◆ YOUR GOAL: In the article on the Texas Tech basketball bench, which two true freshmen are expected to be reserves?

Each offseason, we spend quite a bit of time discussing what the next season’s starting five might look like.  That’s become an especially common pastime in recent years as Texas Tech basketball has risen to national prominence.

But today, let’s stop and think about how strong of a bench head coach Chris Beard figures to have this upcoming season.  After all, we should be paying more attention to the options he will have in that regard because there is as much talent there as most other Red Raider rosters have had in the starting lineup.

First of all, just consider that Beard will likely have four former four-star players to turn to after the game starts.  Either Kevin McCullar or Terrence Shannon will have to come off the bench as it doesn’t seem likely that these two very similar players will both start.  Then, he will also have redshirt freshman Tyreek Smith and true freshmen Micah Peavy and Chibuzo Agbo Jr. as reserves.

There have been several seasons in which Texas Tech fans would have killed to have had four players on the entire roster rated as 4-star players, much less four such talents to bring off the bench.

◆ DATASET CONTENT:
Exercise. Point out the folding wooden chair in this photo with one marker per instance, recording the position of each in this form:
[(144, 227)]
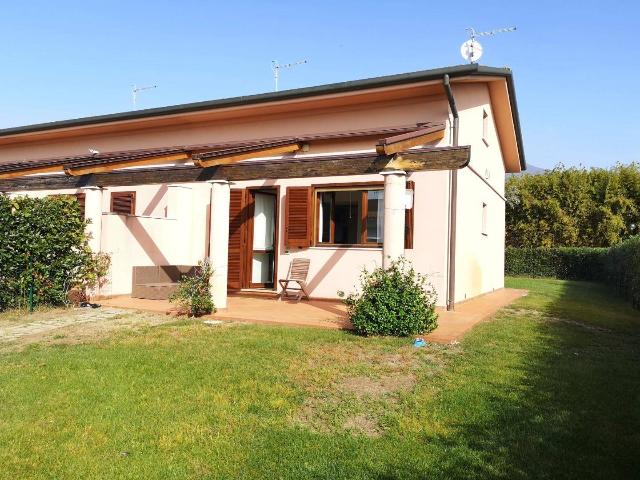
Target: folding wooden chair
[(298, 271)]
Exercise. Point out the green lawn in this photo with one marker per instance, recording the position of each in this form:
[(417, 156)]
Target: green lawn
[(550, 388)]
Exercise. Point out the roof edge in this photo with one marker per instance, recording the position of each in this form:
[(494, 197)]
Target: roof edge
[(332, 88)]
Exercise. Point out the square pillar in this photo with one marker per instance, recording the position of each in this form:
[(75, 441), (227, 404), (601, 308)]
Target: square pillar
[(180, 208), (219, 241), (93, 213), (395, 185)]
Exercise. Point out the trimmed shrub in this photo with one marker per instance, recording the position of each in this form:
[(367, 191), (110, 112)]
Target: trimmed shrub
[(43, 242), (193, 295), (622, 266), (579, 263), (396, 301)]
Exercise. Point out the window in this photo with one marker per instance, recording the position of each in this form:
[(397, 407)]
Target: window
[(485, 127), (123, 203), (484, 219), (350, 217), (80, 197)]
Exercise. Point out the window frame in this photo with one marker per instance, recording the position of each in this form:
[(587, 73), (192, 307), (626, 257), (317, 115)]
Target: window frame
[(363, 188), (485, 127)]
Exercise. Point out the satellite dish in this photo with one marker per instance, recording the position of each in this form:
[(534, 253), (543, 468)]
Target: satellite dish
[(471, 50)]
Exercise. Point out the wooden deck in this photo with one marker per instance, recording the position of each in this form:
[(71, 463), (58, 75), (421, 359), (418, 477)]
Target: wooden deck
[(332, 314)]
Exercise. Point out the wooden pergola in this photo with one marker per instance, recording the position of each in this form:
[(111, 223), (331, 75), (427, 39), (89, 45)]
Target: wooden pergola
[(238, 161)]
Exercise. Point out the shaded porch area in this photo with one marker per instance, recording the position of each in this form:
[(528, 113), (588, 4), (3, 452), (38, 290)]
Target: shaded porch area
[(332, 314)]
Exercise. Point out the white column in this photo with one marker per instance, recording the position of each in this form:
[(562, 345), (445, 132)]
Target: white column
[(219, 241), (180, 208), (394, 201), (93, 213)]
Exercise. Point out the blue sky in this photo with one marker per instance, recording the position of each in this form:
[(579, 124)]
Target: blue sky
[(575, 63)]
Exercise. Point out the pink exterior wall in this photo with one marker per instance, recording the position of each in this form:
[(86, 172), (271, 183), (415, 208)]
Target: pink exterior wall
[(171, 223), (479, 258)]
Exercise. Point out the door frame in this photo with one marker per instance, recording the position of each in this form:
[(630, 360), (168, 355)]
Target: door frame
[(247, 251)]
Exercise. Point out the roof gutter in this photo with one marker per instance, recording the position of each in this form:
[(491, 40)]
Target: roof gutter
[(453, 201)]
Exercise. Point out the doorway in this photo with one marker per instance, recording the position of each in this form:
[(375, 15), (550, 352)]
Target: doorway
[(260, 251), (253, 238)]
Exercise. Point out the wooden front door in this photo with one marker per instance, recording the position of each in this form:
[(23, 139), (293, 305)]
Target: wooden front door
[(253, 237)]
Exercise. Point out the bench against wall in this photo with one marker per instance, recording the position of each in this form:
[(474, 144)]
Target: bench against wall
[(158, 282)]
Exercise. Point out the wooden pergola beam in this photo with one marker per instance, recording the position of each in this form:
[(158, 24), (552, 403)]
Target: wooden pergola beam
[(445, 158), (225, 159), (77, 171), (399, 143)]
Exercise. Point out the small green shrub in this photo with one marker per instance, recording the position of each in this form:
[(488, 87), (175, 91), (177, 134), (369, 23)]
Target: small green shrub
[(193, 295), (397, 301), (43, 244), (568, 263), (622, 266)]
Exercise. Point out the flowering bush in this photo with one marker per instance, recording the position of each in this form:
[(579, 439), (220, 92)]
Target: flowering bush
[(394, 301)]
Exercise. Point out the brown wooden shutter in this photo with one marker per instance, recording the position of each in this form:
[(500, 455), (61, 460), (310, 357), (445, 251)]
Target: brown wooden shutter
[(237, 215), (298, 214), (123, 203), (80, 197), (408, 218)]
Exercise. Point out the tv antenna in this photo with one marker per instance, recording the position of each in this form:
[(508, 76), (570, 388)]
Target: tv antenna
[(471, 50), (276, 67), (134, 93)]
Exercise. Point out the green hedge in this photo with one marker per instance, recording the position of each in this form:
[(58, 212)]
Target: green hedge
[(42, 240), (579, 263), (617, 266), (622, 267)]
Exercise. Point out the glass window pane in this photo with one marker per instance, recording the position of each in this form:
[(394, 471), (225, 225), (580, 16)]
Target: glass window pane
[(348, 216), (262, 268), (264, 221), (375, 215), (324, 218)]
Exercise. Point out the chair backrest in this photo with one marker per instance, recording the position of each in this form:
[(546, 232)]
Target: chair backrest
[(298, 269)]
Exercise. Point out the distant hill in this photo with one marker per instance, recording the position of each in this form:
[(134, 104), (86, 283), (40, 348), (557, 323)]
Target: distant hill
[(531, 170)]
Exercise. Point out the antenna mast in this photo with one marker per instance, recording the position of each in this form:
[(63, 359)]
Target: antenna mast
[(134, 93), (276, 67), (471, 50)]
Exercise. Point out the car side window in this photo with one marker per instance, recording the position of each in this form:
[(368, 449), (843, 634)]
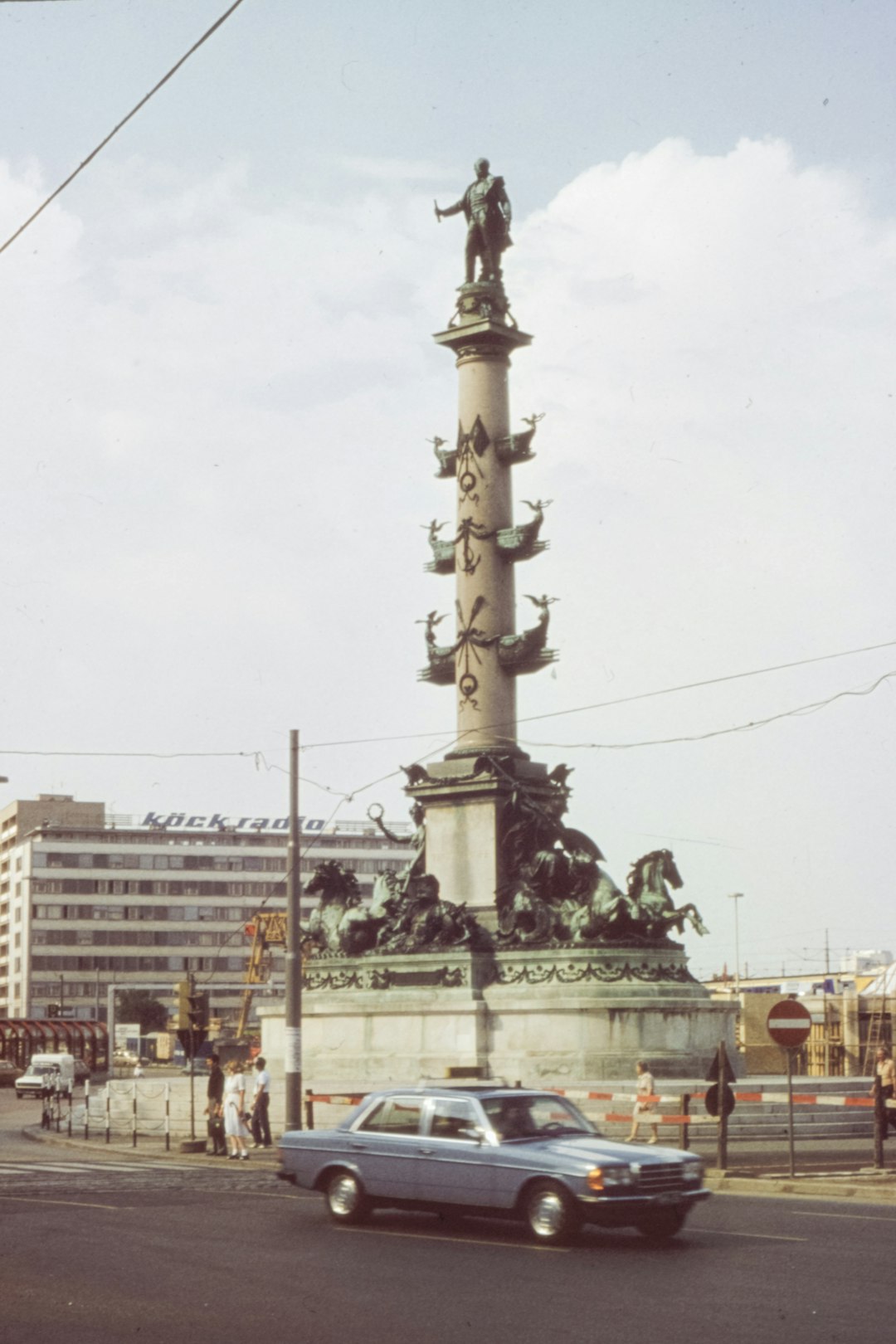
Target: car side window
[(453, 1120), (394, 1116)]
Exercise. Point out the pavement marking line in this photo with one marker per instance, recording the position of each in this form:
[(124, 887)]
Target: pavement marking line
[(67, 1203), (761, 1237), (861, 1218), (468, 1241)]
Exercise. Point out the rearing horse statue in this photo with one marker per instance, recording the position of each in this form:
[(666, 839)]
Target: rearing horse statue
[(652, 905)]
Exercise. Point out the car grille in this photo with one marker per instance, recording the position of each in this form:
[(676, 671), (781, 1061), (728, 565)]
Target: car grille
[(655, 1179)]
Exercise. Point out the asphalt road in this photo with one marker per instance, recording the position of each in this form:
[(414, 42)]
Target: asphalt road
[(100, 1250)]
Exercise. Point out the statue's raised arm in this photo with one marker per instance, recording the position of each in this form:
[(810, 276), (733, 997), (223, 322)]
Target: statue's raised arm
[(486, 208)]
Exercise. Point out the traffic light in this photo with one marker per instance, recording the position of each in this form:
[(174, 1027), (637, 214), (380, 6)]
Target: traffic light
[(197, 1011), (182, 1004)]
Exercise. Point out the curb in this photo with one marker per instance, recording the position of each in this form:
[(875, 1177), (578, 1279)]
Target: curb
[(874, 1188), (266, 1157)]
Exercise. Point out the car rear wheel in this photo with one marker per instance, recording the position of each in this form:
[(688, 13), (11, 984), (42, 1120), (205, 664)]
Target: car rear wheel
[(345, 1198), (663, 1225), (551, 1214)]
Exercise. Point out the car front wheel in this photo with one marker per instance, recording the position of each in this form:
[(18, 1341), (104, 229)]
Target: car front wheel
[(663, 1225), (345, 1198), (551, 1214)]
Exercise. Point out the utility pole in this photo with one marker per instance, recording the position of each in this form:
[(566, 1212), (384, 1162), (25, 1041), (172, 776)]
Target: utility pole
[(737, 897), (293, 968)]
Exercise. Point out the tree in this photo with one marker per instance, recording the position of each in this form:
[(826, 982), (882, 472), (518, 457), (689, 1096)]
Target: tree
[(140, 1006)]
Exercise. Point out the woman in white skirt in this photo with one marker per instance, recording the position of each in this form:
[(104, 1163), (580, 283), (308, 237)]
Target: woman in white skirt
[(236, 1129), (642, 1107)]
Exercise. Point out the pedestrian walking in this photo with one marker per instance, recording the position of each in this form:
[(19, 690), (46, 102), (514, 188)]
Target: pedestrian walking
[(642, 1107), (885, 1071), (234, 1105), (214, 1108), (261, 1105)]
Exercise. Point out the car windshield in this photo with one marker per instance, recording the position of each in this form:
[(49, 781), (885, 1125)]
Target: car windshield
[(540, 1116)]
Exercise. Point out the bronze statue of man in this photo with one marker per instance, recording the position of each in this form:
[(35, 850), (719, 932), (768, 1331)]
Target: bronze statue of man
[(486, 208)]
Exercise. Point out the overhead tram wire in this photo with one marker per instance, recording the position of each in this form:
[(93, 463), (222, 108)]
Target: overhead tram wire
[(121, 124), (533, 718)]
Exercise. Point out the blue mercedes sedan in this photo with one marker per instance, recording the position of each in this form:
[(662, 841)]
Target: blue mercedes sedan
[(490, 1149)]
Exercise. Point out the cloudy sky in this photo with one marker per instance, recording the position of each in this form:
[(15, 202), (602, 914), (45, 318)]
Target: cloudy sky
[(219, 381)]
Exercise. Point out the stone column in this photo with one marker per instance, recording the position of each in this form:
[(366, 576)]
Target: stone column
[(485, 592)]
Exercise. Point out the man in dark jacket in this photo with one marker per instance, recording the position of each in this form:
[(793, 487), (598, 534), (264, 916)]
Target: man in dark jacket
[(215, 1094)]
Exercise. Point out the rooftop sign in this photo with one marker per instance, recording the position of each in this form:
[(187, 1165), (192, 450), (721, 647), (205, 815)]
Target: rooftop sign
[(222, 821)]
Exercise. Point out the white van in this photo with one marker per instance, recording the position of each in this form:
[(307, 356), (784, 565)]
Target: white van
[(41, 1068)]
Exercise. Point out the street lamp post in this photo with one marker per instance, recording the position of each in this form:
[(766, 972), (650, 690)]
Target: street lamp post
[(737, 897)]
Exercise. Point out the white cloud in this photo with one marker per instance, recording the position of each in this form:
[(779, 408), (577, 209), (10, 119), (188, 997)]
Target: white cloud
[(215, 470)]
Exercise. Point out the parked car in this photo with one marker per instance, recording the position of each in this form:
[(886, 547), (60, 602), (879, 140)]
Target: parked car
[(499, 1151), (41, 1068)]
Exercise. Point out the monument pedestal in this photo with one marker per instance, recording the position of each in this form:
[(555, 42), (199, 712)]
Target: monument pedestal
[(548, 1018), (464, 800)]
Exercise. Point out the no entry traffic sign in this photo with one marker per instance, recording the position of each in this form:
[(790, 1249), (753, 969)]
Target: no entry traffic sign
[(789, 1023)]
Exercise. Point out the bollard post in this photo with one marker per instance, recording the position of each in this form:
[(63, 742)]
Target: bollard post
[(880, 1121), (722, 1160), (685, 1127)]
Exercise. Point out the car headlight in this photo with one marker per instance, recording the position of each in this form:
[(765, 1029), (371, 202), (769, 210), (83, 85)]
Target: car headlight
[(609, 1177)]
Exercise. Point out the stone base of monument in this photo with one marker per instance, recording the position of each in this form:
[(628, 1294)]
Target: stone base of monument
[(542, 1018)]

◆ OUTPUT OF THE TASK: Micah Peavy and Chibuzo Agbo Jr.